### ESERCIZIO SCRITTO
Per favore, trascrivi fedelmente dal testo sui tessuti di età minoica e micenea il passo che va da "I motivi che" fino a "rivestimenti in alabastro." compreso.

### SEZIONE DEL DOCUMENTO

3. - Dell'età minoica e di quella micenea (v. minoico-micenea arte) si sono conservati solo pochissimi frammenti di t. sottili e a trama grossa tipo lino, ma privi di disegni, nella V tomba a pozzo di Micene e nella "Chieftain's grave" di Cnosso. Oltre ai resti di queste stoffe sono stati rinvenuti in gran numero pesi da telaio, fusi, spole ed aghi. La raffigurazione assai schematica di un telaio si è tramandata sulle tavolette d'argilla di Haghìa Triada, giacché è un segno della lineare A. Tutti questi rinvenimenti attestano l'esistenza di t., ma le prime notizie per questa epoca di un'arte tessile ad alto livello, ricca di innumerevoli e complicati motivi decorativi, si debbono ai frammenti di stucchi dipinti, databili fra gli anni immediatamente successivi al 1700, ed il 1200 circa, che facevano parte della decorazione dei vani interni dei Palazzi: quelle parti dei fregi in cui sono raffigurati personaggi maschili e femminili, ci consentono di conoscere non solo il tipo di abbigliamento, ma anche i motivi preferiti per adornare le stoffe degli abiti. I resti della decorazione dei soffitti rispecchiano nei loro motivi i rivestimenti in stoffa dei soffitti stessi ed i dipinti dei pavimenti ripetono i motivi con cui erano ornati i tappeti. I disegni delle stoffe al pari dei motivi lineari delle bordure o delle fasce non erano soltanto intessuti, ma con ogni probabilità erano realizzati anche a ricamo e a maglia. Inoltre non bisogna dimenticare le applicazioni in pelle ed in metallo, frequenti soprattutto nelle sontuose cinture.

I motivi che ricorrono nella decorazione delle stoffe sono numerosissimi. I più frequenti sono raggruppati insieme nella nostra pag. 763. A stare a quanto ci mostrano i monumenti conservati, per il rivestimento dei soffitti si prediligeva il tipo di motivo n. 16 ed un disegno ad intreccio di spirali quadrilobate, mentre per i tappeti, le cui imitazioni negli stucchi dipinti dei pavimenti compaiono solo nel mondo miceneo, era di moda un semplice motivo a zig-zag od un reticolato di scaglie ondulate sul tipo del n. 6. Campiture quadrate con questo motivo a scaglie erano alternate a campiture dipinte con motivi figurati- delfini e polipi- o ad imitazione di pietre colorate marezzate, usate anche per il vasellame e per i rivestimenti in alabastro.

### RECORD
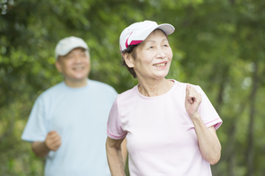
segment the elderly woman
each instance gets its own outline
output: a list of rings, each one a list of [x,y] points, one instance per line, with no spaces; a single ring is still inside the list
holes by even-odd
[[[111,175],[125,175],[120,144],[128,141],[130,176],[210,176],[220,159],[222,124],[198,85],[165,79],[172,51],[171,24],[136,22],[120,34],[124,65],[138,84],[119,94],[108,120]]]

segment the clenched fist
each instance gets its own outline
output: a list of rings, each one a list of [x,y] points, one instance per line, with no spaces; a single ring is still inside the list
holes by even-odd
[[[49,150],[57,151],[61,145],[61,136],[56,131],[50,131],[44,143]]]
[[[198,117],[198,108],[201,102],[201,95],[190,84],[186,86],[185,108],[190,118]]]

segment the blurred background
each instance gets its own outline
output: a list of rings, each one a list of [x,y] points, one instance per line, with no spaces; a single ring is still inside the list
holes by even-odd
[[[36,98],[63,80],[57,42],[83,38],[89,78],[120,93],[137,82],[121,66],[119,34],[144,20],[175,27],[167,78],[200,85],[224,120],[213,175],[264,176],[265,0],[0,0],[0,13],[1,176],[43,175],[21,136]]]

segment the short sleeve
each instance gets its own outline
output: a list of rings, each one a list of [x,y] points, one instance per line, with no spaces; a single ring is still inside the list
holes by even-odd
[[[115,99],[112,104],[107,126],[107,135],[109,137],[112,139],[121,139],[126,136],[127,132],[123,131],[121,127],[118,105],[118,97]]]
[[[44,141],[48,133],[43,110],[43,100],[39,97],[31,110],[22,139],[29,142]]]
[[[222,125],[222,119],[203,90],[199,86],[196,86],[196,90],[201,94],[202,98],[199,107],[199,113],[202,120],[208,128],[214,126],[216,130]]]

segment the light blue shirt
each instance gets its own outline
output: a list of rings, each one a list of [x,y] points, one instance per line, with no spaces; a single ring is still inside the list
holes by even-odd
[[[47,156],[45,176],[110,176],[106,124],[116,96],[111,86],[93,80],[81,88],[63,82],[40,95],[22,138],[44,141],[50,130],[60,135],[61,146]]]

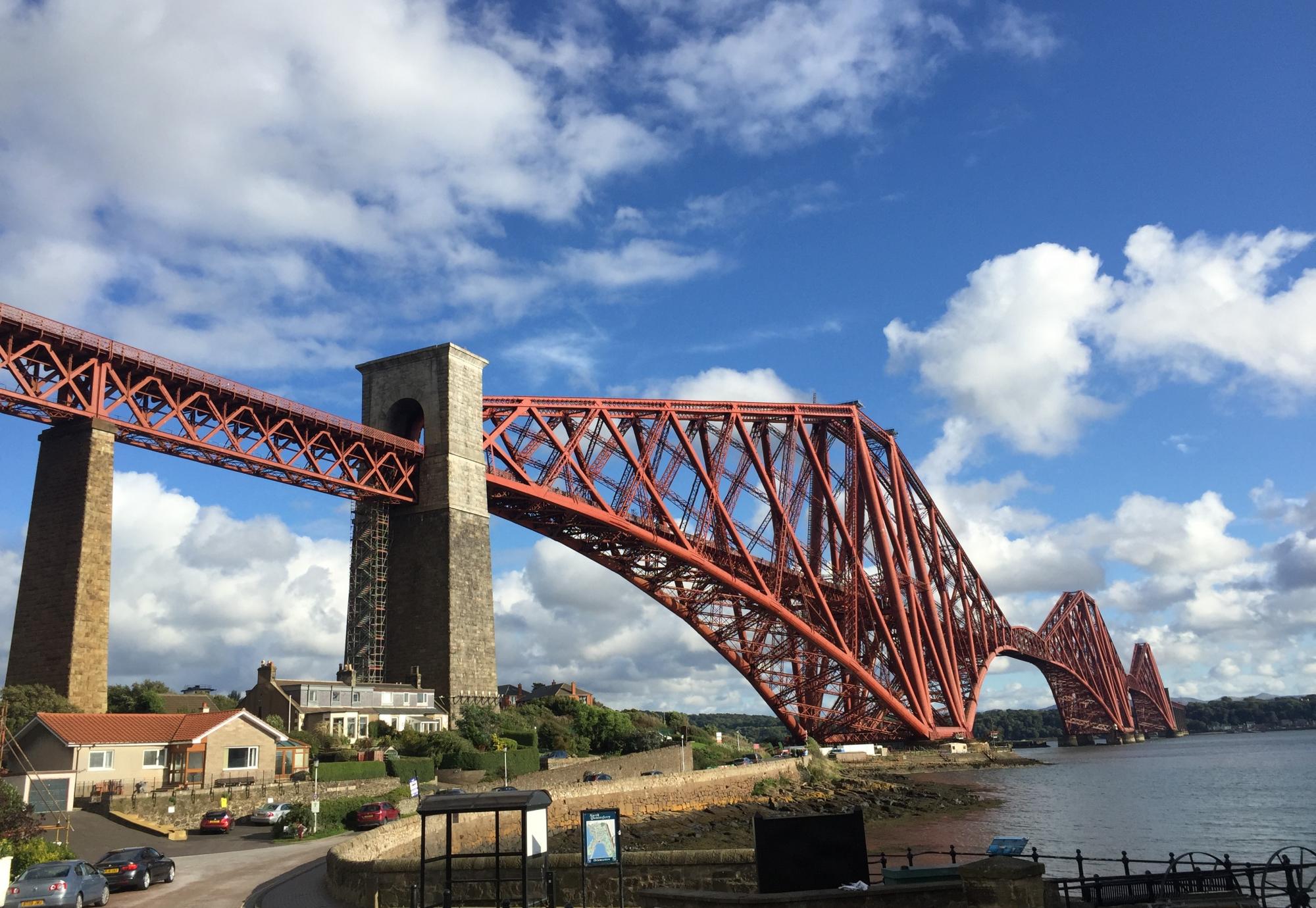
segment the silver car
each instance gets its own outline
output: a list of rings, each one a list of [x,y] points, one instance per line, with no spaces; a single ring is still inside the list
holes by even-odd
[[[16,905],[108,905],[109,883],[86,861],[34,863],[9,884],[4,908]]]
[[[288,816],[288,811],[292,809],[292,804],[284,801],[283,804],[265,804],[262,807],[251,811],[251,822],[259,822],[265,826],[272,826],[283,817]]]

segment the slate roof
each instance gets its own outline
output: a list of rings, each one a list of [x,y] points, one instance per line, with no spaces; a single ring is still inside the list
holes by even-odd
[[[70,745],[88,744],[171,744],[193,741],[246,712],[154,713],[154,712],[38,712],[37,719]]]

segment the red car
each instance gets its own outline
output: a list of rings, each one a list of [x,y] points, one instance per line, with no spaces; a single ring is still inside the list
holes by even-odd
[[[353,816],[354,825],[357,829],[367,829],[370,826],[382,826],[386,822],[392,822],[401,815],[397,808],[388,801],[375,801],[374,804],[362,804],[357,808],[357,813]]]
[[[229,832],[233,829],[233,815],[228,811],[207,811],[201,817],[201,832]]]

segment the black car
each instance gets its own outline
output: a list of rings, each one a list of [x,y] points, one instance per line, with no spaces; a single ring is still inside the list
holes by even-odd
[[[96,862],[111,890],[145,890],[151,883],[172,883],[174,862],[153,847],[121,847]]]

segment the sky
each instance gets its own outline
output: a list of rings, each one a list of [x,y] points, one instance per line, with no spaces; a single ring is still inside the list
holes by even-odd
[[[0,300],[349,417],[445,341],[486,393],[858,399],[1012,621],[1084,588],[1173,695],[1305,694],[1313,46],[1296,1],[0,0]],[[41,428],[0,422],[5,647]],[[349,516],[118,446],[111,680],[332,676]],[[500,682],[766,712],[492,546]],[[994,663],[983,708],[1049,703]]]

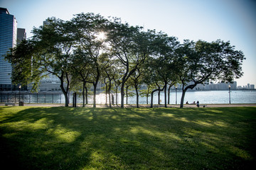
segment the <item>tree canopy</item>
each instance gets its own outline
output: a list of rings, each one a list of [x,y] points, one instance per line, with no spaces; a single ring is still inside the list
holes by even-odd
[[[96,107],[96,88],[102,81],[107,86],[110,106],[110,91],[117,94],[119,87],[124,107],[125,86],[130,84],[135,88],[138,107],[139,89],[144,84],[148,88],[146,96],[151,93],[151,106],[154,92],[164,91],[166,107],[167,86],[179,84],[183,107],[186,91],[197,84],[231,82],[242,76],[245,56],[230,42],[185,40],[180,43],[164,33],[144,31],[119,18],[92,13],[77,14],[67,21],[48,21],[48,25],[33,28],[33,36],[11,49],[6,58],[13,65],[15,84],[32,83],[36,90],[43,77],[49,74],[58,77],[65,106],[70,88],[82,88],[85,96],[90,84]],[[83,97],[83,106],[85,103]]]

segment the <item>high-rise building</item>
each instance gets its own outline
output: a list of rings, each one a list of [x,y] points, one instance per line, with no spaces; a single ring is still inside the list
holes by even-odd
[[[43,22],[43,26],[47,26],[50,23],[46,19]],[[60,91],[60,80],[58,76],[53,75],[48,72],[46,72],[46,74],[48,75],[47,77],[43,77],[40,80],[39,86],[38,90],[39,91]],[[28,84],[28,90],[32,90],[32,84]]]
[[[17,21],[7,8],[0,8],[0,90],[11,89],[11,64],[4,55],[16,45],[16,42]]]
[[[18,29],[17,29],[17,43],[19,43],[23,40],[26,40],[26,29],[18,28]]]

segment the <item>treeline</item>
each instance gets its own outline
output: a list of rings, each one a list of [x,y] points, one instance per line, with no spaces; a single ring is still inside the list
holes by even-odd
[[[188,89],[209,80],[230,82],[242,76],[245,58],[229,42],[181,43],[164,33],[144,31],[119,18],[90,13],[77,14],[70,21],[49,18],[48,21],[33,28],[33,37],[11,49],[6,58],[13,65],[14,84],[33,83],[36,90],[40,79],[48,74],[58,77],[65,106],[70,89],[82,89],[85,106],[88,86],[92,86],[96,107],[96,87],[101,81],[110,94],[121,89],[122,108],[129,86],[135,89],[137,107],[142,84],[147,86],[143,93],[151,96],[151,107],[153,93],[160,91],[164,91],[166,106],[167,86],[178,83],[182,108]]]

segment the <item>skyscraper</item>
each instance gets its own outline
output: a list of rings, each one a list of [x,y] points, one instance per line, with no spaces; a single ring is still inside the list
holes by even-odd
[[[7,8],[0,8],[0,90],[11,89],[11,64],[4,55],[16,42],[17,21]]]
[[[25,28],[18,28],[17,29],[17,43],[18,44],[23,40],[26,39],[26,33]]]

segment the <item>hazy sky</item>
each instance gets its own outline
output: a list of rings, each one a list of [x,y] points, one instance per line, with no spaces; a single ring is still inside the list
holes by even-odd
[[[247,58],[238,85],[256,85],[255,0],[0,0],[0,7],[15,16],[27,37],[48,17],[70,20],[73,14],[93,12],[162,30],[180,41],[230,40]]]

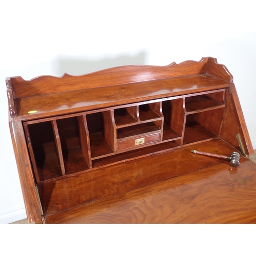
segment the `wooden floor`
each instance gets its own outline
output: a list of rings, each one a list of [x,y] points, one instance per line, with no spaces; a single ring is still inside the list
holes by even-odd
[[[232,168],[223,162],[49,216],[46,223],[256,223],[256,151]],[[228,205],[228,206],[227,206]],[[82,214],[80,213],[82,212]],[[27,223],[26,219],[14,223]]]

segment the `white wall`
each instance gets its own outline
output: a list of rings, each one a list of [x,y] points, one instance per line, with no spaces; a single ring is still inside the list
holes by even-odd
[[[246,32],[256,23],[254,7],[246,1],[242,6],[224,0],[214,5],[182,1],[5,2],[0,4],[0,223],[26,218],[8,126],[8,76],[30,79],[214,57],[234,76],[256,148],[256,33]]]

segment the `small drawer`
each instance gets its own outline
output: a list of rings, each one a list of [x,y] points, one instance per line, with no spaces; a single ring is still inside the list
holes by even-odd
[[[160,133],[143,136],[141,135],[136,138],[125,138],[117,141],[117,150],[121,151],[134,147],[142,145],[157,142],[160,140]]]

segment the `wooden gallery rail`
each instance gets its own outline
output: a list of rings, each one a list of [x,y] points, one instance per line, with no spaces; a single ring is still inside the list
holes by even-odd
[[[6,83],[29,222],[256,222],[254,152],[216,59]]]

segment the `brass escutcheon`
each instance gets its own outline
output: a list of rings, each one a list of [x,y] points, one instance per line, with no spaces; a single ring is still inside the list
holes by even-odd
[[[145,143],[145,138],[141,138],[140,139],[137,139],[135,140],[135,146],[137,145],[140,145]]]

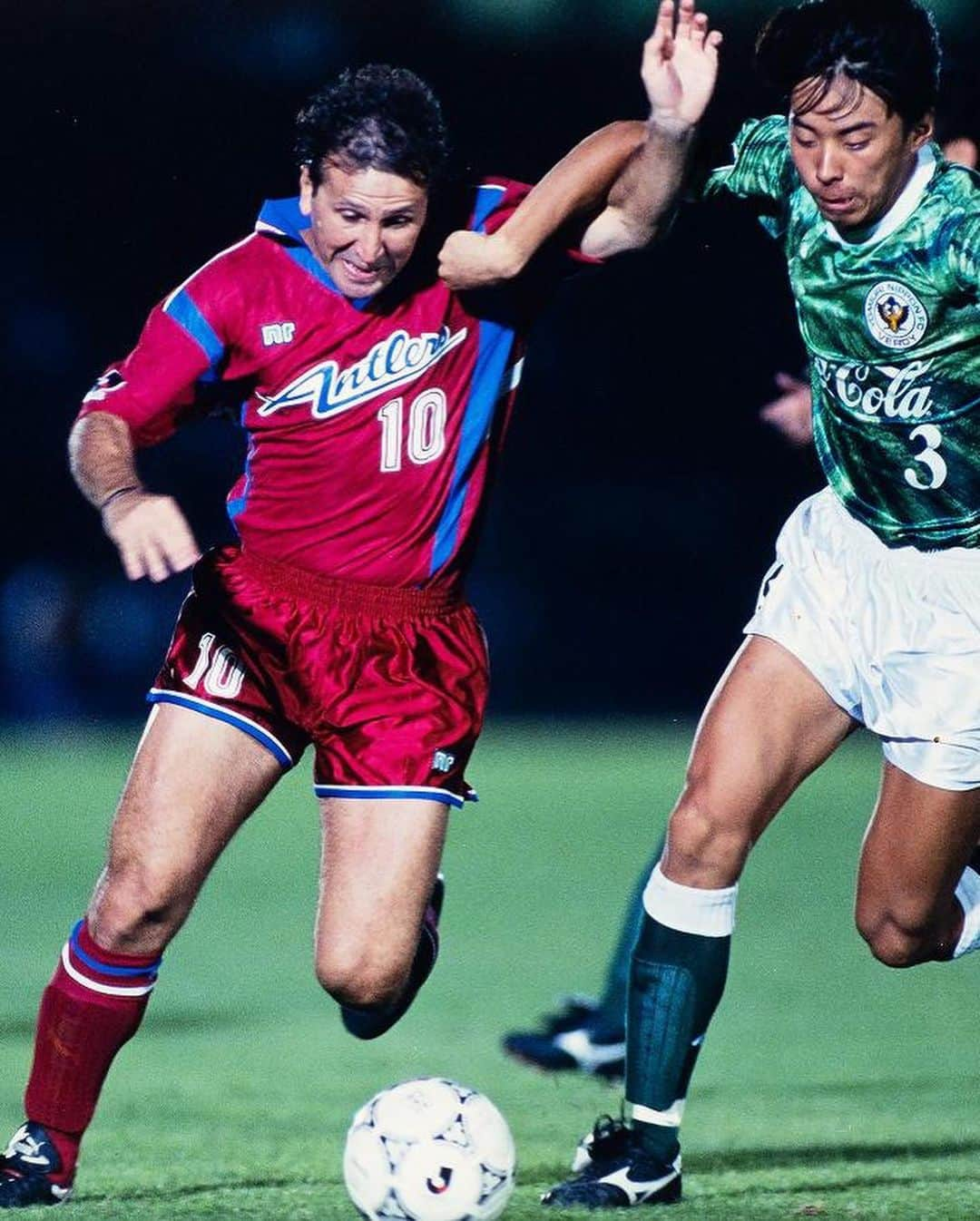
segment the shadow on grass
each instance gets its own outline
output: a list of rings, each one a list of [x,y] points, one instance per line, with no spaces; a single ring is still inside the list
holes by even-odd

### RISPOSTA CORRETTA
I motivi che ricorrono nella decorazione delle stoffe sono numerosissimi. I più frequenti sono raggruppati insieme nella nostra pag. 763. A stare a quanto ci mostrano i monumenti conservati, per il rivestimento dei soffitti si prediligeva il tipo di motivo n. 16 ed un disegno ad intreccio di spirali quadrilobate, mentre per i tappeti, le cui imitazioni negli stucchi dipinti dei pavimenti compaiono solo nel mondo miceneo, era di moda un semplice motivo a zig-zag od un reticolato di scaglie ondulate sul tipo del n. 6. Campiture quadrate con questo motivo a scaglie erano alternate a campiture dipinte con motivi figurati- delfini e polipi- o ad imitazione di pietre colorate marezzate, usate anche per il vasellame e per i rivestimenti in alabastro.